§ EXERCISE BRIEF: Below are records; repeat them all exactly.

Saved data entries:

*** Block opens ***

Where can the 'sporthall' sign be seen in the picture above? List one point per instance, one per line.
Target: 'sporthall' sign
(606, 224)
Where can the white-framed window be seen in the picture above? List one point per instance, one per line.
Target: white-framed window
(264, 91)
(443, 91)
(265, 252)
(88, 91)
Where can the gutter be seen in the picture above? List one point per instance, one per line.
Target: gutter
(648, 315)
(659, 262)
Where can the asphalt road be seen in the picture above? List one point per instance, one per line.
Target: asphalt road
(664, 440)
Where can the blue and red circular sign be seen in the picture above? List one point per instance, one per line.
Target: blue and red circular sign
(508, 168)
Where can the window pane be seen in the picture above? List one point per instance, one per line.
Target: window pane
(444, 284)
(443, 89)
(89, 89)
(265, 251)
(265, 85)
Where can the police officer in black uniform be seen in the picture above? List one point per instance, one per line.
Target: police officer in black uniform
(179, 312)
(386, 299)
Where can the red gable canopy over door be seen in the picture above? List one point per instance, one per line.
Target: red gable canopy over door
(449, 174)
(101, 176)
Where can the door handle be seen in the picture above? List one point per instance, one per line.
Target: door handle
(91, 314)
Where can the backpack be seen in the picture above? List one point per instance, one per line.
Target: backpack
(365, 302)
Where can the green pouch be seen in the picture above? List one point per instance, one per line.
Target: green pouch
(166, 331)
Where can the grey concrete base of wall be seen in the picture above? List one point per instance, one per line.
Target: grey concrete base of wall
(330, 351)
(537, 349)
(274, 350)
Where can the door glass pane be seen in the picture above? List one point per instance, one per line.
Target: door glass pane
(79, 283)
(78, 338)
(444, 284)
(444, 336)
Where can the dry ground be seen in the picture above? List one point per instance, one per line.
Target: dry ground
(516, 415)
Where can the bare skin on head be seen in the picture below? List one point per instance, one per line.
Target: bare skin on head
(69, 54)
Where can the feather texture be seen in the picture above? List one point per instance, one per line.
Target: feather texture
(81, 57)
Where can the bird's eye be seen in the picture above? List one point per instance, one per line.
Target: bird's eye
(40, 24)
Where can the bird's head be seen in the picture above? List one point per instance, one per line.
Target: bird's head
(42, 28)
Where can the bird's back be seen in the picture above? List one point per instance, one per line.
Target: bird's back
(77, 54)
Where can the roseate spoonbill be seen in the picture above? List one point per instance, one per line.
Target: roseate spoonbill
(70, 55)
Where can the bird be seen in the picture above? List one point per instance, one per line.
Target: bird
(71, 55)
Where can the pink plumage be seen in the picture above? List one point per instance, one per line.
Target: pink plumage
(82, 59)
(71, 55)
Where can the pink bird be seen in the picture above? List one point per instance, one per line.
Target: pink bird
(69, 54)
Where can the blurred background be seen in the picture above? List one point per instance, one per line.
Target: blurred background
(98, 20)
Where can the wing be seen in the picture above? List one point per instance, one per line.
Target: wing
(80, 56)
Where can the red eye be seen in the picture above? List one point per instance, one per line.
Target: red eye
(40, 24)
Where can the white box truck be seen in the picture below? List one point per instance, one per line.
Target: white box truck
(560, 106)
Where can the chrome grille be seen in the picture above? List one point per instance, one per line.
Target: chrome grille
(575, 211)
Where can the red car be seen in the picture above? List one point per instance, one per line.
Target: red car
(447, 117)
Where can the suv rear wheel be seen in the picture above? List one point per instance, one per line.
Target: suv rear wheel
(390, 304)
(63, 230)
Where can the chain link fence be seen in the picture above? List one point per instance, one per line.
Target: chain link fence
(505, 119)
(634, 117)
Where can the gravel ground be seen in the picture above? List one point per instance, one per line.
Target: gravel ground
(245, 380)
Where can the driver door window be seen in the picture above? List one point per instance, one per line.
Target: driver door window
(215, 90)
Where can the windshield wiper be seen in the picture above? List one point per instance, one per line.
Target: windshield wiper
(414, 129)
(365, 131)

*** Block closes ***

§ EXPECTED ANSWER:
Where can the 'sporthall' sign be seen in the picture above? List one point per instance, one per line.
Target: 'sporthall' sign
(606, 224)
Where can the white-framed window be seen in the picture above? List one point per instance, one per line.
Target: white-framed window
(264, 91)
(443, 91)
(265, 252)
(88, 91)
Where can the gutter be seen in the picture above? List one point per instance, one per line.
Target: gutter
(648, 315)
(659, 262)
Where can the asphalt road be seen in the picture above? List one point per instance, one per line.
Target: asphalt road
(664, 440)
Where can the blue and red circular sign be seen in the picture above? List one point per instance, one per line.
Target: blue and red circular sign
(508, 168)
Where can the window pane be seen in the picture above? List one point per instance, one per line.
Target: window pane
(444, 284)
(443, 89)
(89, 89)
(265, 251)
(265, 85)
Where can the police officer in black uniform be seen in the picture above? List one point per instance, one per line.
Target: police officer in black uniform
(179, 312)
(386, 299)
Where can the red gable canopy over door be seen in the picture above? List one point per instance, one per line.
Target: red gable canopy over door
(449, 174)
(101, 176)
Where can the door handle be seen in the picture above? List one point per instance, one per line.
Target: door handle
(91, 314)
Where can the backpack be seen in the picture above? List one point per instance, one per line.
Target: backpack
(365, 302)
Where can the green pouch be seen in the picture above? List one point per instance, one per line.
Target: green pouch
(166, 331)
Where can the grey concrete base of wall be seen in the picture above? List one point per instance, one per line.
Target: grey concrete base of wall
(330, 351)
(537, 349)
(274, 350)
Where can the door glass pane be seen in the picture above? List one point per instance, one per line.
Target: door glass pane
(79, 283)
(78, 338)
(444, 284)
(444, 336)
Where can the dry ground be seen in the picture above? List one point per instance, one per line.
Target: dry ground
(516, 415)
Where can the bare skin on head be seen in the picture below? List one point per instance, one per line.
Target: bare skin on head
(69, 54)
Where can the feather texture be seen in the picture above? List one point per instance, one per line.
Target: feather texture
(81, 57)
Where can the bird's eye be seen in the picture above? List one point per instance, one per line.
Target: bird's eye
(40, 24)
Where can the bird's head be seen in the picture above? List one point per instance, one per line.
Target: bird's head
(42, 28)
Where can the bird's back be seen in the picture above? List one point per instance, one per line.
Target: bird's back
(77, 54)
Where can the roseate spoonbill be seen in the picture above? List one point per instance, one per line.
Target: roseate spoonbill
(70, 55)
Where can the bird be seen in the picture above? List one point per instance, one per line.
Target: bird
(71, 55)
Where can the pink plumage be seen in the picture above? List one point per instance, one per line.
Target: pink plumage
(82, 59)
(71, 55)
Where can the pink bird be seen in the picture above? List one point per instance, one per line.
Target: pink bird
(69, 54)
Where can the blurred background be seen in the picture above? List one point per instance, one per line.
Target: blurred background
(98, 20)
Where can the wing be seen in the picture above? List one point per instance, one per line.
Target: wing
(80, 56)
Where can the red eye be seen in the picture above? List one point per instance, one per line.
Target: red eye
(40, 24)
Where can the white box truck be seen in the picture below? List one point per instance, one per line.
Target: white box truck
(560, 106)
Where can the chrome grille be seen in the picture above? List one point per instance, one per line.
Target: chrome grille
(575, 211)
Where can the red car be seen in the picture above? List one point per instance, one per line.
Target: red car
(447, 117)
Where can the suv rear wheel be seen in the picture above? List one point per instance, one per line.
Target: suv rear wheel
(390, 304)
(63, 230)
Where can the chain link fence be seen in the picture above? List one point per instance, one per line.
Target: chain link fence
(505, 119)
(634, 117)
Where can the gravel ground be seen in the picture above? List one point per instance, one per line.
Target: gravel ground
(245, 380)
Where can the driver door window be seen in the picture above? List one point per instance, one per line.
Target: driver door window
(215, 90)
Where can the windshield wiper be seen in the picture above? List one point per instance, one per line.
Target: windshield wiper
(414, 129)
(365, 131)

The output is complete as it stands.